- _提示文_:
········
徳島大学大学院 医学域 医科学部門内科系 臨床薬理学分野は、2020年10月より
論文探索AI「Amanogawa」を導入しています。同研究室教授/徳島大学病院薬剤部長の石澤啓介氏と、徳島大学病院薬剤部の濱野裕章氏に、利用の実際や文献検索の課題、今後の活用の可能性についてうかがいました。
■ AIの活用で効率化と新たな視点による発見が可能に
━━━ 主な研究内容と、Amanogawaを導入された背景をお聞かせください。
石澤: 当研究室のメイン研究テーマは「ドラッグ・リポジショニング」(以下:DR)です。DRとは、臨床で使用されている既存薬の新たな薬理作用を探索し、他の疾患の治療薬としての適応拡大につなげる研究と創薬戦略を指します。通常、情報源として医療ビッグデータが用いられ、当研究室では特にJADER*1、FAERS*2などの有害事象自発報告データベースを活用しています。
具体的な研究手法は、例えば昨年学会で報告した事例ですが、抗がん剤シスプラチンは、臨床で使用する際、副作用で腎障害を引き起こすことがしばしば問題となります。そこで、FAERSのデータを解析し、シスプラチン誘発腎障害への予防効果のある薬剤を4種類選出し、カルテ情報などからその有効性を検討しました。さらに、マウスを用いた臨床研究で、予防薬の効果と、それが抗がん剤の効果を阻害することがないかを確認しました。
このように、DRの探索は、闇雲に行うのではなく、データベースから候補をピックアップして基礎研究でメカニズムを探り、実臨床で効果の有無を確認するというプロセスを踏みます。この中で、Amanogawaを活用すれば候補薬剤の探索をより効果的・効率的に行えると考え、導入に至りました。
━━━ 従来の情報検索方法と比較して、Amanogawaの長所は何ですか。
濱野:人が検索を行う場合、どうしても検索者の知見・経験などから様々なバイアスが入ります。また、論文検索では主にPubMed*3を利用していますが、システムの仕様上、キーワード検索の結果を1つずつクリックし、アブストラクトを確認しなければ、それが自分の必要としている論文かがわかりません。条件を指定した絞り込みも、年代や掲載ジャーナル程度でしか行えず、関係のない論文も多く表示されます。そのため、検索結果を片っ端から30~40本開いてみて、その中に使えるものが1、2本見つかる、という状況でした。
この点Amanogawaは、AIによる客観的な検索結果が得られ、さらにキーワードだけでなく論文の内容に基づいて絞り込みを行うため、求める情報が的確に検出されます。フィルター機能が優れており、従来の検索では識別できなかったヒト・動物のどちらの研究についての論文かがわかるのも「痒い所に手が届く」機能です。導入により、論文検索の手間は大幅に解消されたと感じています。
━━━ 具体的に、研究のどのような場面で使用されていますか。
濱野: 動物モデル*4を作る際、特に研究の立ち上げ時に過去の事例におけるモデルを探す際には、かなり利用しています。モデル探索のように調べたい情報が明確な場合は、従来は丸1日かかっていた作業が1時間程度で行えるようになりました。
また、単語だけでなく文章でも検索できるので、自分が投稿を考えている論文について、アブストラクトを検索にかけて既報がないかを確認しています。さらに、自分の研究や、他の研究者との議論の中で「この部分についての文献がほしい」となった際に、該当するものを探すこともあります。
········
- _演習データ_:

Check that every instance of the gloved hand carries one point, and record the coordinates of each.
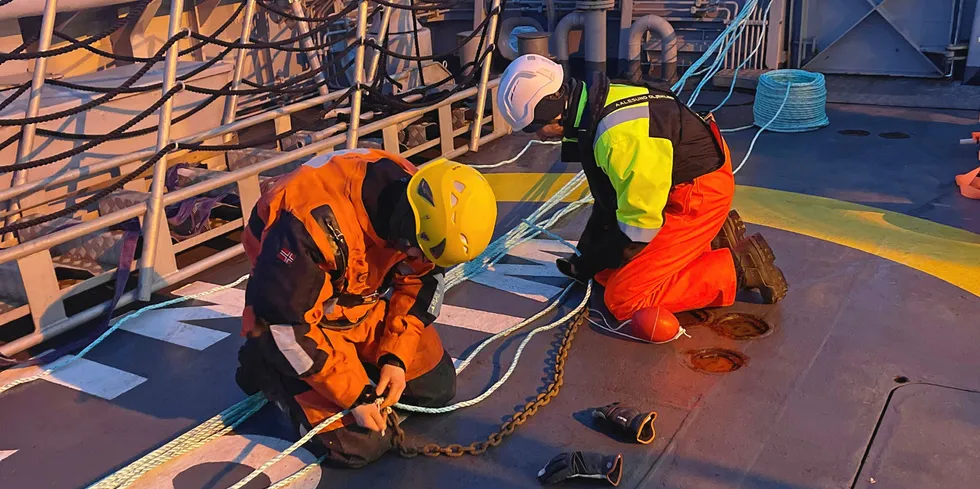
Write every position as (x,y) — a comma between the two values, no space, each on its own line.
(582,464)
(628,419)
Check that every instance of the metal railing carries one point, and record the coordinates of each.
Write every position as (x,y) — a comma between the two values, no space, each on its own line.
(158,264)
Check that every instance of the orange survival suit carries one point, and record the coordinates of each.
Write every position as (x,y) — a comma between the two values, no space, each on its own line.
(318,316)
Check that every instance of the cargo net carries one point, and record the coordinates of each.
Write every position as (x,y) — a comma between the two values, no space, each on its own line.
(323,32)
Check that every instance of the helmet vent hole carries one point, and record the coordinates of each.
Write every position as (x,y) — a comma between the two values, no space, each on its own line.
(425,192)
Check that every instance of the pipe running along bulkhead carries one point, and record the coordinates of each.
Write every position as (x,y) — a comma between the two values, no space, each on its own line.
········
- _課題 A_:
Amanogawa導入のインタビューにある次の一文を英語に訳す。「モデル探索のように調べたい情報が明確な場合は、従来は丸1日かかっていた作業が1時間程度で行えるようになりました。」
- _課題 B_:
Amanogawa導入のインタビューを、最後の文の後から書き継いでください。

- _解答欄 A_:
When the information you want to look up is clearly defined, as in searching for models, work that used to take a full day can now be done in about an hour.

- _解答欄 B_:
■ 特に便利なのは「フィルター」「動物・ヒトの区別」「センテンス検索」
━━━ 他の研究者の方々にAmanogawaを紹介する際、“お勧めポイント”を3つ挙げるとしたら何ですか。
石澤: 1番はフィルター機能。2つ目は動物・ヒトの論文が区別できる点です。
濱野: その2つに加え、センテンスで検索できるため、幅広い応用的な検索ができることも大きな魅力です。論文作成時にはかなりの威力を発揮すると感じています。
━━━ Amanogawaについて、追加されるとより有用性が高まると思う機能があればお教えください。
濱野: Amanogawaの検索結果を、遺伝子データベースなど他のデータベースに落とし込んで相互の情報を確認できると、より情報検索の精度が上がると考えられます。この点から、FRONTEOの創薬支援AI「Cascade Eye」にも興味を持っています。例えば、Cascade Eyeで解析された遺伝子の情報をLINCS*5などの外部公共データベースから取得し、さらにAmanogawaで、その遺伝子発現*6に関する論文や内容の傾向などがわかるととても嬉しいです。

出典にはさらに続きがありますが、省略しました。